Goal of the exercise
Put every line of the records below into a JSON list of strings, one string per line, omitting blank lines. Exclude the pictures from the list.

Records provided
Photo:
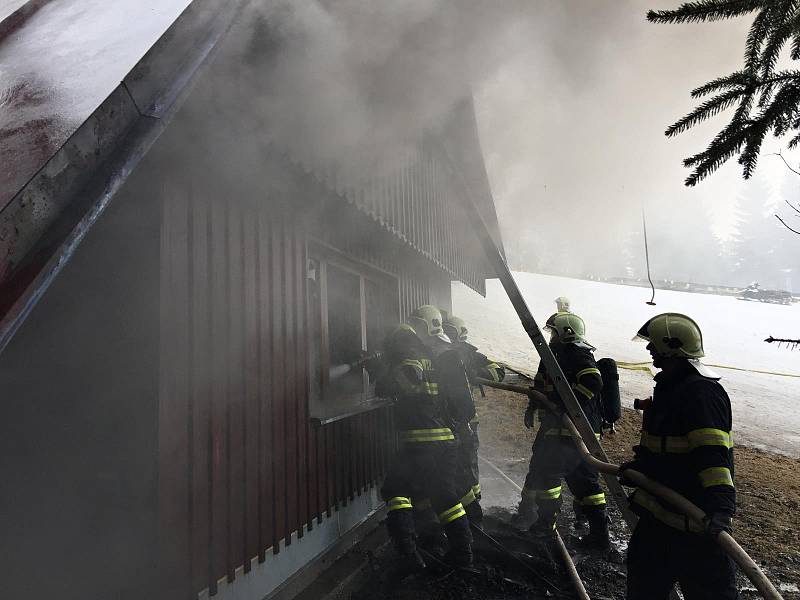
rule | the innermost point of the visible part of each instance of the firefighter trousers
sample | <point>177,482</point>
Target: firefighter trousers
<point>554,458</point>
<point>659,556</point>
<point>423,470</point>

The output
[
  "Photo:",
  "rule | the innermost point of the visible part of each instance of the firefighter trousers",
  "sample | <point>177,482</point>",
  "Target: firefighter trousers",
  "<point>554,458</point>",
  "<point>659,556</point>",
  "<point>423,470</point>"
]